Pull out each line in the rows below that contains the word "chair", and copy it unchanged.

++++ Dataset records ++++

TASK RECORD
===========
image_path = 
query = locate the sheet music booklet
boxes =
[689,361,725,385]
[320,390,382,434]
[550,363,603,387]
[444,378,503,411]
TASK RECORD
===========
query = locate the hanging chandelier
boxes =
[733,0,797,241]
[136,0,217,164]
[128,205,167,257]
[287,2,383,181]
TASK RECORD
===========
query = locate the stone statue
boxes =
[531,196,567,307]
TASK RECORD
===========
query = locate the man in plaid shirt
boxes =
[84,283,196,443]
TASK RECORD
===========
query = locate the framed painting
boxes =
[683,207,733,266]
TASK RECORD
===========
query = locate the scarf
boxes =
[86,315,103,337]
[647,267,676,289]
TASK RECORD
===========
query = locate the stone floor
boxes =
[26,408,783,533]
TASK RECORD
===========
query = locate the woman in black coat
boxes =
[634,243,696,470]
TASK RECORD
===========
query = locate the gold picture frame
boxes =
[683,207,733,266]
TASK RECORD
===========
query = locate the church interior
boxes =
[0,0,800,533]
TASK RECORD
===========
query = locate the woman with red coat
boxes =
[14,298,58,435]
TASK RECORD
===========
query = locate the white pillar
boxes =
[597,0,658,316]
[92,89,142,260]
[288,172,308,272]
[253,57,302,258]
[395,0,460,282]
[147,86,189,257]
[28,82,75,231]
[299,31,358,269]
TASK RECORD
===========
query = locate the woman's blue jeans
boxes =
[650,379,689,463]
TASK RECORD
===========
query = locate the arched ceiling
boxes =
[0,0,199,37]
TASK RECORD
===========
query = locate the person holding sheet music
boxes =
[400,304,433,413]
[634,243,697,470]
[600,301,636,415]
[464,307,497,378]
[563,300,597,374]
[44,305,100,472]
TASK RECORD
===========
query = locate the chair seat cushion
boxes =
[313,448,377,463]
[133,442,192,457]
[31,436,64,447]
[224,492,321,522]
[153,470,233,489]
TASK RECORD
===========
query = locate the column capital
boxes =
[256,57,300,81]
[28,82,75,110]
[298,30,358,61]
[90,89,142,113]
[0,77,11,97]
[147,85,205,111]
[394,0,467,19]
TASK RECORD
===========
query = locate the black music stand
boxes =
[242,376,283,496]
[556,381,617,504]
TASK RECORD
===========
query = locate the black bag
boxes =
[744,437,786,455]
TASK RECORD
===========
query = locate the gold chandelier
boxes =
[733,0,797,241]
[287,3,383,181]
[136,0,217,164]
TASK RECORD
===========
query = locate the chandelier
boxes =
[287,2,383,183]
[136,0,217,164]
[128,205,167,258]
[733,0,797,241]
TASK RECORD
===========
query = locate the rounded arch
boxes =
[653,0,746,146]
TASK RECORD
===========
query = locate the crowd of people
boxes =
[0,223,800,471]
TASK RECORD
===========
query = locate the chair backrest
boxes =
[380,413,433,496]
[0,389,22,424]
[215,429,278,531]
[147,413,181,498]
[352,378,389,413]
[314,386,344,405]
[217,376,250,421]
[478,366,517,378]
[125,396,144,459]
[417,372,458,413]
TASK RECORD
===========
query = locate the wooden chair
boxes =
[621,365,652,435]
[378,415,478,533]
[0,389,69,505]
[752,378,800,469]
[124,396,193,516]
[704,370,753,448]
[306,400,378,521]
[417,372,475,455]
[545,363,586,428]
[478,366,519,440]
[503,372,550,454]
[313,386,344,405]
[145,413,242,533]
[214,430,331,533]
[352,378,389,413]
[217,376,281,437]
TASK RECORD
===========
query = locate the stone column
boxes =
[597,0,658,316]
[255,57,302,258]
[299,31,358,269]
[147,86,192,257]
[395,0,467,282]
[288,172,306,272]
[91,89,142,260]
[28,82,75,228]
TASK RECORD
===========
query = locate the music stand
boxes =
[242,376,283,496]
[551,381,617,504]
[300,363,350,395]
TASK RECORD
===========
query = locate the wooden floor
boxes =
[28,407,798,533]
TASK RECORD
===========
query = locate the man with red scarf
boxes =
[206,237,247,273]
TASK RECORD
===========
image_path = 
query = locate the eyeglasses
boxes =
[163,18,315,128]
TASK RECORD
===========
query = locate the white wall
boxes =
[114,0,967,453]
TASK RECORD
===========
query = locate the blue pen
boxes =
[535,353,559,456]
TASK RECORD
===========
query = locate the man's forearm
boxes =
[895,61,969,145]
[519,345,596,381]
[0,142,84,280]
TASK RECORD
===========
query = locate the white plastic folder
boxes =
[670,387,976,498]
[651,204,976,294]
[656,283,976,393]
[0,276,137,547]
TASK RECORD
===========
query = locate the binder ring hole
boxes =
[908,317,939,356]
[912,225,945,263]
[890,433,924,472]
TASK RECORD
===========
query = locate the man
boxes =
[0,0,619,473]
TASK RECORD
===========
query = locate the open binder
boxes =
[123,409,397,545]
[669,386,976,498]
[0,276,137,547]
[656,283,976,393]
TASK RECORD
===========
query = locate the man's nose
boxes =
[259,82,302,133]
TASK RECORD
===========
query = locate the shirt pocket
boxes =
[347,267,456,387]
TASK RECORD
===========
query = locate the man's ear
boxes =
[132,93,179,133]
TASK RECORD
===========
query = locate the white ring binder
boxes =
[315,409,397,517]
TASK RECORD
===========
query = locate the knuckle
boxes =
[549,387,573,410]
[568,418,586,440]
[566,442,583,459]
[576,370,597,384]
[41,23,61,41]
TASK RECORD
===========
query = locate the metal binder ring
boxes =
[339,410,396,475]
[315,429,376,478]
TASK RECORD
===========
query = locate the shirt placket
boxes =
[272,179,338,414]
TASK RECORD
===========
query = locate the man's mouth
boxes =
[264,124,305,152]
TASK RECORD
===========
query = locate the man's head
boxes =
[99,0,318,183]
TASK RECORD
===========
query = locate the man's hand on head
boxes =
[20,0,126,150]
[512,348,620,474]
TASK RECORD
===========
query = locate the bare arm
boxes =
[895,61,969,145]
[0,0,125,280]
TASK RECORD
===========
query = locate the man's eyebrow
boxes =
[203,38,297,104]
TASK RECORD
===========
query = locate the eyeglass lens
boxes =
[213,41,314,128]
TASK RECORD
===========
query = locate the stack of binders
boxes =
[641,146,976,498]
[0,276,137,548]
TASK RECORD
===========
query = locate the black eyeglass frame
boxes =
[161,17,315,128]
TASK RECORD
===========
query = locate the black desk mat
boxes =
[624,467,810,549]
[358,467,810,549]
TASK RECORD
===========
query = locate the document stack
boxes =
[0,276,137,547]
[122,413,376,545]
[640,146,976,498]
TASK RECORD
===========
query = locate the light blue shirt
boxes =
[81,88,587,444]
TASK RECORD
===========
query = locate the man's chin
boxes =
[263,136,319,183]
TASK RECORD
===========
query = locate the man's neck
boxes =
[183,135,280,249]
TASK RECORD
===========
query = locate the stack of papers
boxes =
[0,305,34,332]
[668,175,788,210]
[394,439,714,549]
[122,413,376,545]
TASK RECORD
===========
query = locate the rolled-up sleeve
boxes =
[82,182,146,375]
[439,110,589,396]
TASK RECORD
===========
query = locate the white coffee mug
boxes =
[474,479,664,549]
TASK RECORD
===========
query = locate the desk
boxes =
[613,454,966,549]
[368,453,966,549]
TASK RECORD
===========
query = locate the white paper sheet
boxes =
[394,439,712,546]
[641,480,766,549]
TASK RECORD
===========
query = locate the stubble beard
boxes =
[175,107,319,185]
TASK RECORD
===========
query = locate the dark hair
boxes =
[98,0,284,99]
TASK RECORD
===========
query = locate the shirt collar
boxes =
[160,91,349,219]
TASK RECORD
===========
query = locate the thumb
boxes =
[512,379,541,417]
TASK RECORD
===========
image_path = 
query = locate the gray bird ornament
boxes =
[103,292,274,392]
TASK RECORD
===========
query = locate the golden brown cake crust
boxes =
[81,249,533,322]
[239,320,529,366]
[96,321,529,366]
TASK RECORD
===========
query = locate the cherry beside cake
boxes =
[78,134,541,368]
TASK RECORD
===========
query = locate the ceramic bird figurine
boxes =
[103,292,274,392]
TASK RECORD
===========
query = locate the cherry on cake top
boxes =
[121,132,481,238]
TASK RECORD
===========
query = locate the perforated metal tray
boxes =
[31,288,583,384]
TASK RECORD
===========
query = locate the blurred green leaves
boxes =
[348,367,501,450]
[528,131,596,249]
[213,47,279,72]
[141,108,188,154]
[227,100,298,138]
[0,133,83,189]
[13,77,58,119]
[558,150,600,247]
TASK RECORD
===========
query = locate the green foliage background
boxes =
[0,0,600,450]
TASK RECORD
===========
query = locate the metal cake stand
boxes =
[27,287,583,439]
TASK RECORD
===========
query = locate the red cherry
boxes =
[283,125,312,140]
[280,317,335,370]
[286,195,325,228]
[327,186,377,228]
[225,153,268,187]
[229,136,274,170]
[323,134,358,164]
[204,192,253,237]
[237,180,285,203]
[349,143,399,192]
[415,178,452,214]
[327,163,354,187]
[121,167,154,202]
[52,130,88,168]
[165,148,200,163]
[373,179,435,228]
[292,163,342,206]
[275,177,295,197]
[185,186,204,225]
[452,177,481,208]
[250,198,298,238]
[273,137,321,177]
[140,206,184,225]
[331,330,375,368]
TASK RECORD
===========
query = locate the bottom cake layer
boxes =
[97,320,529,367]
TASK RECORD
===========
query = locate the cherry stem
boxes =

++++

Exercise result:
query = locate the chair seat cushion
query = locate the chair backrest
query = locate the wooden chair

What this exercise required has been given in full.